Stated problem: Below is a block of records; reproduce all of them exactly and leave out any pictures.

Extracted information:
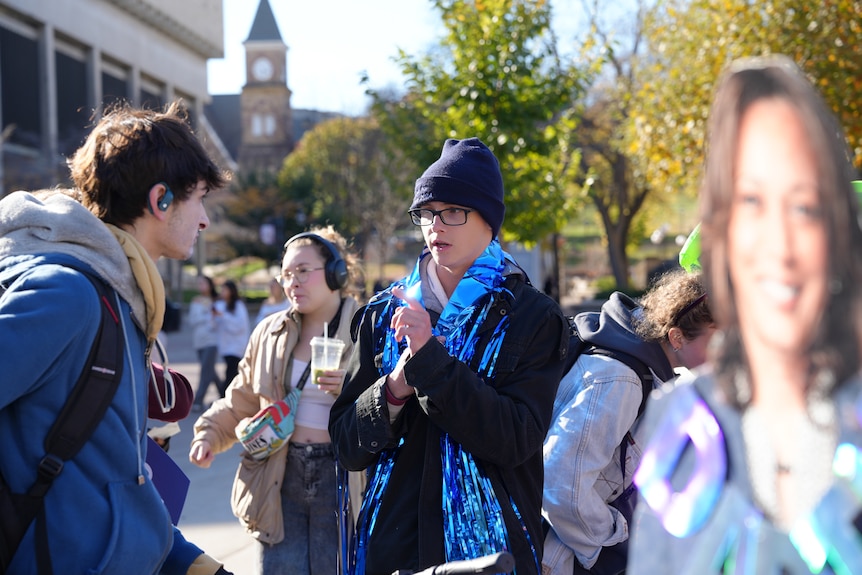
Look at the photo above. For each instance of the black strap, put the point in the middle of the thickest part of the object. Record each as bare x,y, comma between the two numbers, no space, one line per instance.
84,409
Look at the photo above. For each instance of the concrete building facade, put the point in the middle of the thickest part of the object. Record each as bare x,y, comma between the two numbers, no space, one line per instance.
62,61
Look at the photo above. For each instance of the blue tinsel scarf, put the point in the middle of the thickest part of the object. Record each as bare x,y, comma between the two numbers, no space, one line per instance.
473,519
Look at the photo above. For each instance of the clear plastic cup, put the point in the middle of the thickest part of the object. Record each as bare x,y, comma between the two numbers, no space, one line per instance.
325,355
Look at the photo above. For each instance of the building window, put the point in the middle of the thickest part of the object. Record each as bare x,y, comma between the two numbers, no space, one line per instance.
189,102
152,94
19,66
269,125
73,113
256,125
115,83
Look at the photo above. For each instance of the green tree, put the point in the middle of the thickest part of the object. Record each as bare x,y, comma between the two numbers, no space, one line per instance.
255,202
496,75
344,173
692,41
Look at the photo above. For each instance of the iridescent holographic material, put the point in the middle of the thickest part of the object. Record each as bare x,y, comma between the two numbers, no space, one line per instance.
724,532
690,420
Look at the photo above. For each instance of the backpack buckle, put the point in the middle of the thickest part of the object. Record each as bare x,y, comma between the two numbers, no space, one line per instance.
50,466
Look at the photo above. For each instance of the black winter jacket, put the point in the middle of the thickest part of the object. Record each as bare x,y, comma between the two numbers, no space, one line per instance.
503,426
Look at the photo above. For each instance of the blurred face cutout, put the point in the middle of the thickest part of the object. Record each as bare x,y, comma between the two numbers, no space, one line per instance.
777,242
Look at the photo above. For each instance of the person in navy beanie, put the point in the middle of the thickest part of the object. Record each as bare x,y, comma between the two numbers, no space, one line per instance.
450,388
467,174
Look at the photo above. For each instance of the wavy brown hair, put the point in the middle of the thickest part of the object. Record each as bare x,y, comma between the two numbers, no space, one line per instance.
129,151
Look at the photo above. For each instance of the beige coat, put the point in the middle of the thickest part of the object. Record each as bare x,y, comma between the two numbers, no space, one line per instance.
256,496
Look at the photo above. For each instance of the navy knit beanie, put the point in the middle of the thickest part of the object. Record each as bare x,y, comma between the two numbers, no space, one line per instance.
467,174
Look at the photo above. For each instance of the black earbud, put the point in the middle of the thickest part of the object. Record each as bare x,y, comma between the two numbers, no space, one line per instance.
165,201
335,269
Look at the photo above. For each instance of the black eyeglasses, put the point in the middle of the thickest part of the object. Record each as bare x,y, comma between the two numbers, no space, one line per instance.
684,311
449,216
301,276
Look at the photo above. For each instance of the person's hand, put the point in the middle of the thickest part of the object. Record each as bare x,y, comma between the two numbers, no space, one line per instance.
330,381
201,453
396,382
411,321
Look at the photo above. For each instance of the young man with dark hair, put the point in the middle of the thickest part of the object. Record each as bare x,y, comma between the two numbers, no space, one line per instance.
140,180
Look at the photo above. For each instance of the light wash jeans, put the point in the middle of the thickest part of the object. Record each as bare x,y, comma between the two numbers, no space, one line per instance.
308,501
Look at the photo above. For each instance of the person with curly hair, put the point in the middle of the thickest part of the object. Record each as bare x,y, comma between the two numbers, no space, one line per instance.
595,442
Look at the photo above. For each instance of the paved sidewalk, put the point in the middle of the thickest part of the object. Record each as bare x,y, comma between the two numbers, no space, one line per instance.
207,519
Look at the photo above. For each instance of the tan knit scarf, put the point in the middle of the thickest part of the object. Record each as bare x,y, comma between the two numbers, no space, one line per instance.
148,279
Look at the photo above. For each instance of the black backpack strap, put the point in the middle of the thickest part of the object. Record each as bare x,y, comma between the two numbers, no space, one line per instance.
84,409
639,367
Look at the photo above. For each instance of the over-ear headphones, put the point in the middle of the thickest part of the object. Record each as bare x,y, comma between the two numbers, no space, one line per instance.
164,202
335,268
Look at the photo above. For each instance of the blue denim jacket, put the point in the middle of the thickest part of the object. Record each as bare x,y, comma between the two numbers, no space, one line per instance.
596,405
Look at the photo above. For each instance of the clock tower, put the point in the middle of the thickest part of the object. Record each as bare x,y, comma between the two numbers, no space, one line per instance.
265,98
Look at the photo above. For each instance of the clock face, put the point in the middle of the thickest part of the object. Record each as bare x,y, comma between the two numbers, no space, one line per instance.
262,69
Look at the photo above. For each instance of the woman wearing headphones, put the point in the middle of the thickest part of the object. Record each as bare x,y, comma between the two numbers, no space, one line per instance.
287,501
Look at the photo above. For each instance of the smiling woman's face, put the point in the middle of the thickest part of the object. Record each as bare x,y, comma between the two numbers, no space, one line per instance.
777,242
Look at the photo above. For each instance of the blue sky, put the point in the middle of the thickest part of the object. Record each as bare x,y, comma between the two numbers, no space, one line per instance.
331,42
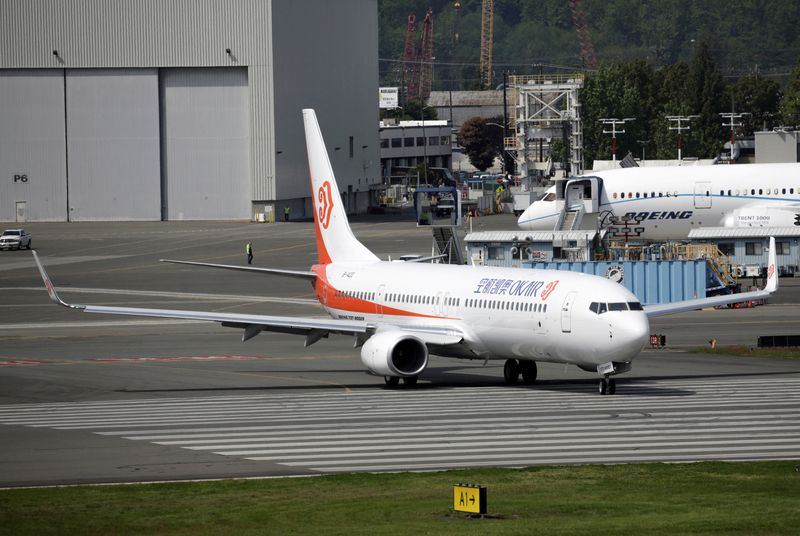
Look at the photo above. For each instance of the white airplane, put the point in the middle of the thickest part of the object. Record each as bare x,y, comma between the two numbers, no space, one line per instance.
401,312
662,203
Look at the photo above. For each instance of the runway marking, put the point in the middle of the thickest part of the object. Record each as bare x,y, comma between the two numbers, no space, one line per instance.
383,430
178,358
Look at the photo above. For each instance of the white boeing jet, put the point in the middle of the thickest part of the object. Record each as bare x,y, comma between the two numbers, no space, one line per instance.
667,202
401,312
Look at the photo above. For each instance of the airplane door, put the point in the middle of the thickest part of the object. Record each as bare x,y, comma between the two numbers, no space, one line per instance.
574,196
566,312
379,300
702,195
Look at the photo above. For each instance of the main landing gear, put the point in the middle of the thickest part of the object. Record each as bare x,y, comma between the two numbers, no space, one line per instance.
394,381
607,386
513,368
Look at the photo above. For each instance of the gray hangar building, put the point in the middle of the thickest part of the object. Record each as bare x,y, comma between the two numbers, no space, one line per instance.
182,109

Full solution:
Look at the photo above. For each instance of the black strap, put the point in the middle of the thickest part of the object. Record each as bare x,y, comma between the two numbers, no space, one line per instance.
84,409
Look at the photo above. For each instance of the concrete building facade, put the point in the middle of the thickest part of the object. Record each as bare x,y, comma between the two numbers, no space, one line per instance.
62,61
Look at the photo above. For each instance of the blue tinsel scarf, put the point in the middle of the thickest part of the object. Record each as bare x,y, comma between the two numbers, no space, one line per instance.
473,519
Look at the photo above. For each instance of the clear plastic cup, put the point in the middle of the thickest part of the object. Record each as bare x,y, comma between the two numbers, no space, one line per instance.
325,355
Look at the photo above. For each instance of the building window, put the point in the middle of the thickest part of the object. Record each as bare x,y, comma between the two numbers, no space, one line per instance.
189,102
152,94
19,66
269,125
73,113
256,125
115,83
Look at the photo above. For each instance of the green tree, put the point in the middle of the thickest part of the object. Record each as bare x,y, comma between the two numbers, no space, one line per instance.
255,202
496,75
344,173
692,41
Look at the photo above. For each instance of the iridescent holographic material, put the point in the middle of the thickest part of the object. Record each as bare x,y, comma between the two numbers, no space, one line per instance.
724,532
690,420
Look at the photo above. For each instance of the backpack buckle, put the point in the middle of the thickest part of the object. Record each as bare x,y, comma between the two numbers, no space, one line per instance.
50,466
Look at the photo above. For each instance of the black winter jacket, put the point in the middle of the thickest part of the object. Record each as bare x,y, comma between the two numbers, no space, one line per instance.
503,426
Look at the photo above. For each instance of the blurred face cutout, put the point in the middle of the thickest part of the object. Record each as bare x,y, comma between the two numbers, no space, one line per instance.
777,242
Look at the photo above. For each instance of the person in navy beanie, put the point in the middle of the thickest part of the object. Record each as bare x,y, comma between the two numbers, no space, one line per instance.
450,388
467,174
Look at the photo above. For each instance of the wavy brown hair, put the point in the middle of the thickest part of the object. Record each as bare x,y, comma between the two numbers, no space, one line per instance.
129,151
Look at the photo above. For each instance of the beige coat, put the point in the middle of the thickest part of the object. Record each as bare x,y, comma between the two numbers, no space, one line per instance.
256,496
Look at the photo above. For each instance of the navy knit beanie, put the point in the middle of the thickest part of the object. Record each as bare x,y, comma between the two numbers, no space, one line per instance.
467,174
Look at the photo above. For each instance of the black earbud, put the point in the middle of the thickest part of the object. Record each as bare x,y, comma between the two numbers, no space, one line per instance.
165,201
335,269
Look at the photo above. For each instance of the black eyeglasses, put the point in the middle of the thickest part of the object. Record each as bare x,y, comma between the two numbers, no space, one line per instance.
684,311
449,216
301,276
Look at the photo above. For each instance of the person's hand, put the point in the middle of the thickest part of the object. Record each as bare x,y, comma between the two numbers, no space, one line per instance.
330,381
201,453
396,382
411,321
Look at the photo above. For each instance of the young man with dark hair, put the point in the middle of the thickest part of the object. Record each as bare x,y, comma between the two numbers, no space, one line per instance.
140,180
Look at the photo above. For each instance of the light wash jeans, put the point in the middle of the thickest part of the object. Record each as bare x,y, comma between the two numbers, no space, one line per instance.
308,501
Look at the photo above. For each instance of the person with curly hair, put the point in the middle of the thickest part of the object. Record each as bare x,y, comma between the two numbers, no space, one line per instance.
595,442
Look at the photo above. For each instance of the paved sidewalk, put the point in the middle of the thickest part of the object. Record each as bare x,y, comma between the two numbers, no space, one line per instance.
207,519
Look at the photo above. For each instance of the tan knit scarf, put the point in the middle of the thickest part of the object. Record each as bare x,y, comma between the two numbers, no space, one line per instance.
148,279
Look at the photo above. For each instance of the black backpack strap, put the point in the middle of the thickest part of the object. Record each as bare x,y, comma between the two numbers, no space, one line per instance.
84,409
639,367
Look at the photo above. For each instance of the over-ear headphones, put the point in the middle of the thickest part of the object. Record each as bare x,y, comma between the two numbers, no space, one line per instance.
164,202
335,268
Look at the photo above. For each instance of the blue denim jacket, put the point in the middle of the thickest part of the object. Record each as bare x,y, comma between the two numbers, no space, one line per instance.
596,405
Look at the photo above. For each instance of the clock tower, put the point in the middle of the thickest part of the object. Record each as bare x,y, comma between the two numbers, no space, one line per instance.
265,98
Look at the photo above. For each instance of the clock face, put the point in the middle of the thickest part of the object. Record each as bare x,y, comma between the two numbers, no space, one line per instance.
262,69
Look at the photo above. For each instance of the woman wearing headphones, put the point in the middle of the thickest part of the object. Record each as bare x,y, comma between the two numbers, no space, one line per instance.
287,501
Look at the photo above. For each instance of the smiling woman's face, put the point in the middle of the thickest part of the object. Record each as bare x,y, comma between the two numbers, no space, one line per instance.
777,242
Look at the photo above. For each instance of the blue sky, put the point in the middle of the thickest part of the object. Record each as bare x,y, comma between the two numbers, no space, one line per instance.
331,42
Look at the photo above. For each instance of the white airplane, put the point in the middle of the thickest part of the object. Record each as bare x,y, comma between the two numbers, no space, one line per instance.
401,312
662,203
Look at the photo above. For each instance of the runway marking, put the point in the middle of the thickest part of the object. Record each as bare x,y, comma between the two numbers, no space, one line per instance.
383,430
178,358
Look at the photo above. For each instance of the white boeing jet, put the point in the middle of the thickest part of the object. Record each as bare x,y, comma between the two numbers, no space, one line per instance.
667,202
401,312
Look at the photo above. For each instance of the airplane door, put the point in the middle of the thickest part of the object. Record each as bare x,y, comma between the two numbers, no space, one line per instance.
574,196
566,312
379,300
702,195
Look at the photo above. For each instance of the main landing gear, put the point in the middle of the thickest part of the object. Record each as bare x,y, comma between the two numbers, no space, one line per instance.
394,381
607,386
513,368
Look at the photo above. For each instance of the gray hangar building, put the point in the middle of the thickest part of the object. Record each as bare x,y, comma between the two numbers, no space, one line per instance.
182,109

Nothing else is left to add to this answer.